• **Your task**
Output only the lines that run from the line holding "long curved bill" to the end of the data below, including both ends, without any pictures.

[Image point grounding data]
• • • • • • •

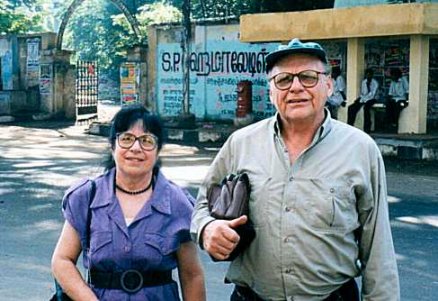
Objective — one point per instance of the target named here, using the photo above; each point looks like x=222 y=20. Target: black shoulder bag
x=230 y=200
x=60 y=295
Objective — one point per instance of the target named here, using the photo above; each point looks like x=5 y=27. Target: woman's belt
x=131 y=281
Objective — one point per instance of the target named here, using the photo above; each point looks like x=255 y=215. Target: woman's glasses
x=147 y=141
x=307 y=78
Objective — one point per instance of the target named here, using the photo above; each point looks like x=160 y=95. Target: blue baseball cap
x=295 y=46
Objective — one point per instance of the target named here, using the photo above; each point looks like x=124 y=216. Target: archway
x=119 y=4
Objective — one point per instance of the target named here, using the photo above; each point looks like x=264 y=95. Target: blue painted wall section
x=215 y=70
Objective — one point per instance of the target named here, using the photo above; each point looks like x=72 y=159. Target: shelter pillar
x=413 y=119
x=355 y=70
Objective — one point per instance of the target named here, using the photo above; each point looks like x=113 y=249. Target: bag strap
x=90 y=200
x=59 y=294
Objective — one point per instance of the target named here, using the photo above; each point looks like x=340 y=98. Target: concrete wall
x=414 y=22
x=218 y=61
x=34 y=77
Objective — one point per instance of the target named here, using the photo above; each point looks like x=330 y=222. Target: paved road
x=39 y=161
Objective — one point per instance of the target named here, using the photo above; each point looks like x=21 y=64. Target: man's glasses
x=307 y=78
x=147 y=141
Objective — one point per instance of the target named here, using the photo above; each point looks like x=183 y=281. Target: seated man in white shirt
x=397 y=97
x=367 y=99
x=338 y=97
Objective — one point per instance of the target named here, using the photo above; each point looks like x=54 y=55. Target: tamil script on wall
x=215 y=69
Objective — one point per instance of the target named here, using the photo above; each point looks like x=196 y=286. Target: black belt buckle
x=131 y=281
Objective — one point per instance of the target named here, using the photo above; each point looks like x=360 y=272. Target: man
x=398 y=95
x=338 y=96
x=367 y=99
x=318 y=196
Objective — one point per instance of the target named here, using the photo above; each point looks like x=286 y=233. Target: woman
x=138 y=226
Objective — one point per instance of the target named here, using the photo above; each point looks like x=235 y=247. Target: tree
x=17 y=18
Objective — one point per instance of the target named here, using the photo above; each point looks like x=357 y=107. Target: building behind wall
x=36 y=79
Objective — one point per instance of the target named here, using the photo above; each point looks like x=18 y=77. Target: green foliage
x=15 y=17
x=98 y=31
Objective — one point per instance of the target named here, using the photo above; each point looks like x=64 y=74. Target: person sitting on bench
x=367 y=99
x=397 y=97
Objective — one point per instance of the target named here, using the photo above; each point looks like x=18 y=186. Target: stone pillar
x=355 y=71
x=413 y=119
x=138 y=54
x=57 y=99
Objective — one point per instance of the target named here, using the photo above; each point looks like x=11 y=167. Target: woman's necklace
x=135 y=192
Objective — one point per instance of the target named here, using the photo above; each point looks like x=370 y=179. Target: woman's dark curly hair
x=126 y=118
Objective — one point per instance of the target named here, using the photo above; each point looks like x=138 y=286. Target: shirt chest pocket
x=101 y=248
x=331 y=204
x=158 y=249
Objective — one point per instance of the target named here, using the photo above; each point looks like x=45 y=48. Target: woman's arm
x=64 y=268
x=191 y=274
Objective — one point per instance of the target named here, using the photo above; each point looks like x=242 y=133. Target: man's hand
x=220 y=239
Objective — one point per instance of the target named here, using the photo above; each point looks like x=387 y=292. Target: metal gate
x=87 y=88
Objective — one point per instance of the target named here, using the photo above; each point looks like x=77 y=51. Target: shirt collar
x=320 y=134
x=160 y=199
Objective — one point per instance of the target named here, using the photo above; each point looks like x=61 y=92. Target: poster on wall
x=46 y=79
x=6 y=63
x=129 y=82
x=216 y=68
x=33 y=62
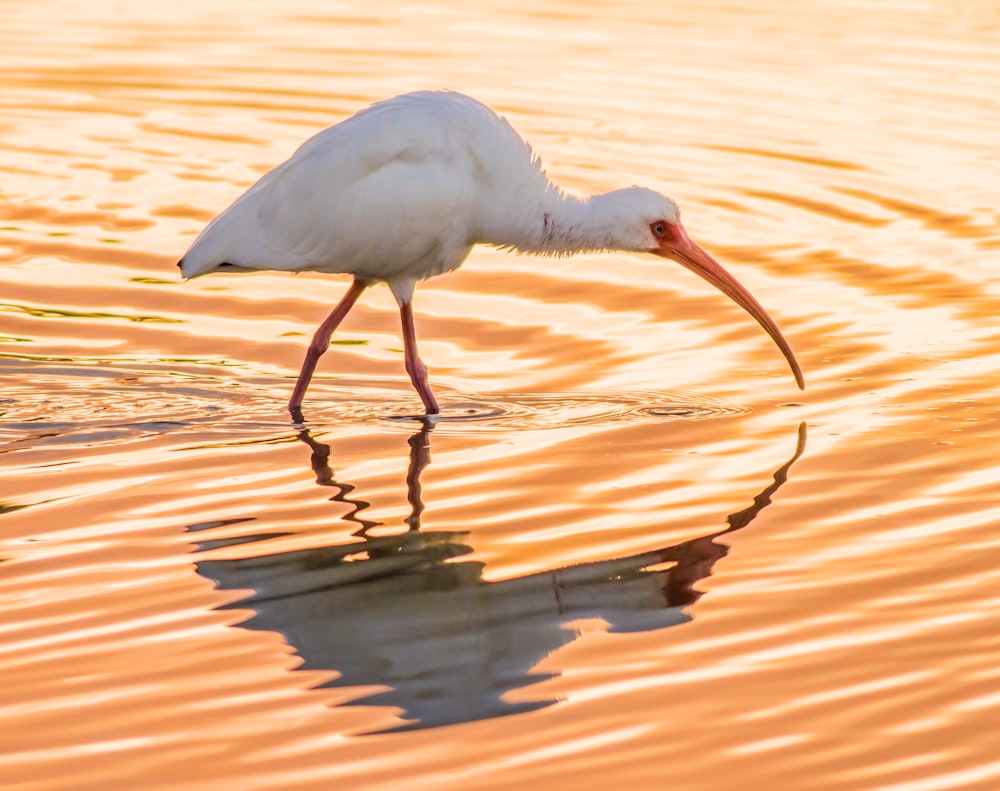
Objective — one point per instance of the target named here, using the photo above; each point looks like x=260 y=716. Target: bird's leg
x=414 y=365
x=321 y=342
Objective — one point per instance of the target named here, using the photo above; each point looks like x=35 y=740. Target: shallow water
x=632 y=553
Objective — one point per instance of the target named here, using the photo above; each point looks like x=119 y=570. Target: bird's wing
x=371 y=196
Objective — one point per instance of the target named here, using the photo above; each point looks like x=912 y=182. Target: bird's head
x=654 y=226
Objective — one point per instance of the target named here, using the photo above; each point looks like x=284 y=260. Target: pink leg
x=414 y=365
x=321 y=342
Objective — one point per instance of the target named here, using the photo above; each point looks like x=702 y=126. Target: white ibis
x=404 y=189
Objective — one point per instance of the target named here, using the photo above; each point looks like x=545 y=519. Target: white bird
x=403 y=191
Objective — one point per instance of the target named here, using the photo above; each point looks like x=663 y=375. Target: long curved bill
x=681 y=249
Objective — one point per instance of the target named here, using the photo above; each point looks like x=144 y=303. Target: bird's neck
x=557 y=224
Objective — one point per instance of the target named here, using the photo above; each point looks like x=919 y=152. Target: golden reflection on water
x=837 y=157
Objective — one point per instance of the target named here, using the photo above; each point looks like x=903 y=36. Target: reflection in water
x=400 y=612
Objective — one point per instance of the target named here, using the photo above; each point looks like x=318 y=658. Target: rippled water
x=632 y=553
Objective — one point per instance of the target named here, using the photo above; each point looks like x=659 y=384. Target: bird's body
x=403 y=191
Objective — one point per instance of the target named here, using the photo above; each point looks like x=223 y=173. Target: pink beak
x=678 y=247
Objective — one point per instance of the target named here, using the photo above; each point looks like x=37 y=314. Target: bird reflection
x=400 y=612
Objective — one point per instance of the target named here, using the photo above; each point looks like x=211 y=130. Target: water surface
x=634 y=553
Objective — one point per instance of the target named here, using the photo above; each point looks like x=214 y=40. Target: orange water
x=667 y=566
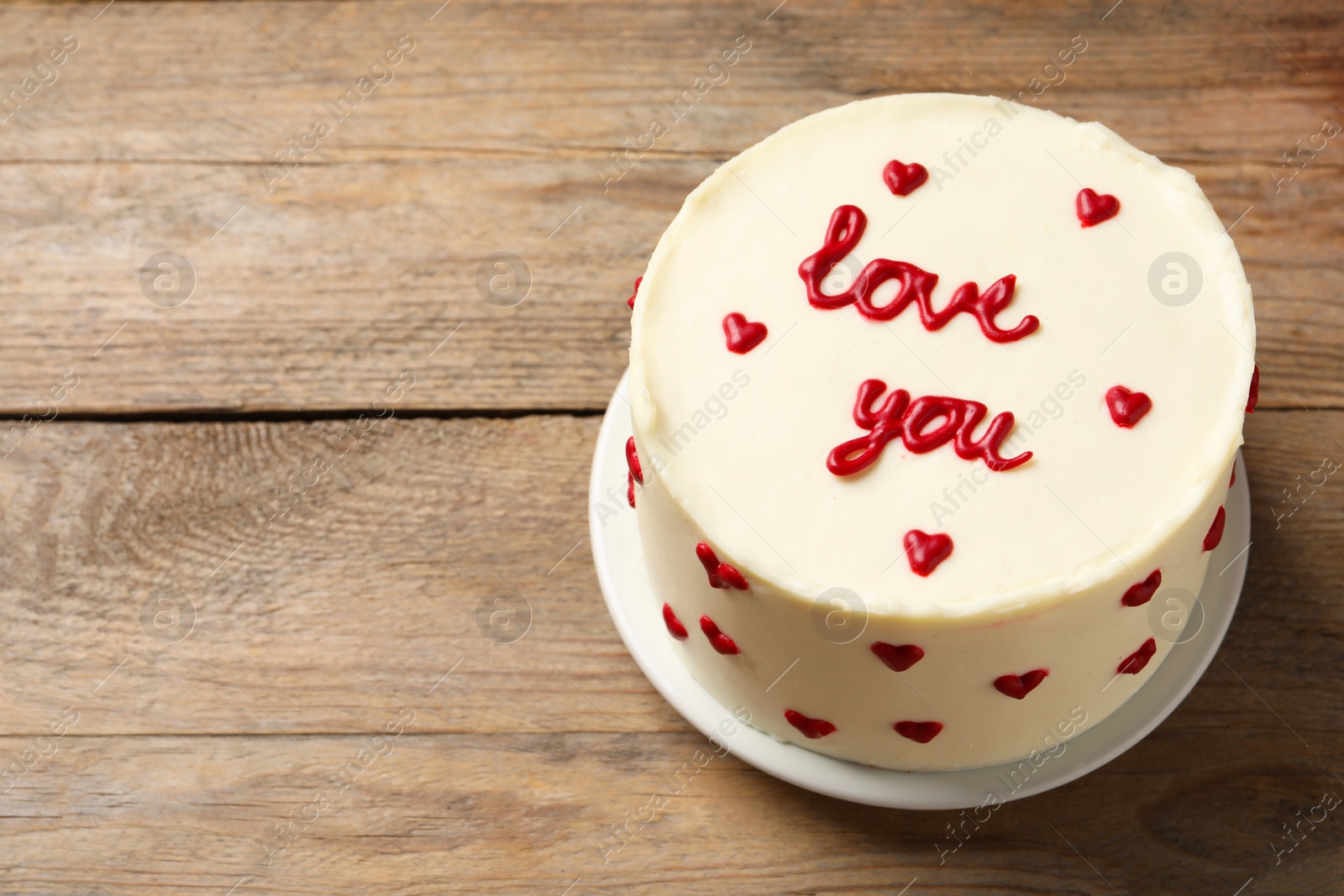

• • • • • • •

• **Exercise answer**
Objective — one point per instance of the target named here, using the photo above; each point looks like x=663 y=375. Target: long curved bill
x=681 y=249
Objective — one point per instance of the target named here, using the photo above; each point looks like x=144 y=303. Target: bird's neck
x=557 y=224
Objective — one point per instance of the target named here, using the photo above; each point looks like x=919 y=152. Target: golden reflection on water
x=837 y=157
Objective — one point per instance of the target named here, using the photo above; each point looks like x=903 y=36. Target: reflection in water
x=400 y=612
Objective — one point per instance of the target named here, using the photo above; each point looks like x=318 y=658. Target: rippled water
x=632 y=553
Objective — one point per instance of the target named here, using the photo above; each point looks like x=659 y=384. Target: bird's body
x=403 y=191
Objective — one point per instance of the target named here, using the photo above; each point looks like x=223 y=173. Target: pink beak
x=678 y=247
Objective — one point per instance of the target named here, using the photo above; each point looks like x=37 y=314. Target: bird reflection
x=400 y=612
Objective — one point per instance of the target named here, using the photo above; each point looks like x=211 y=130. Target: water surface
x=634 y=553
Objective — one point per instance of the target named here, using the photo above; each point looks like x=214 y=40. Target: orange water
x=667 y=566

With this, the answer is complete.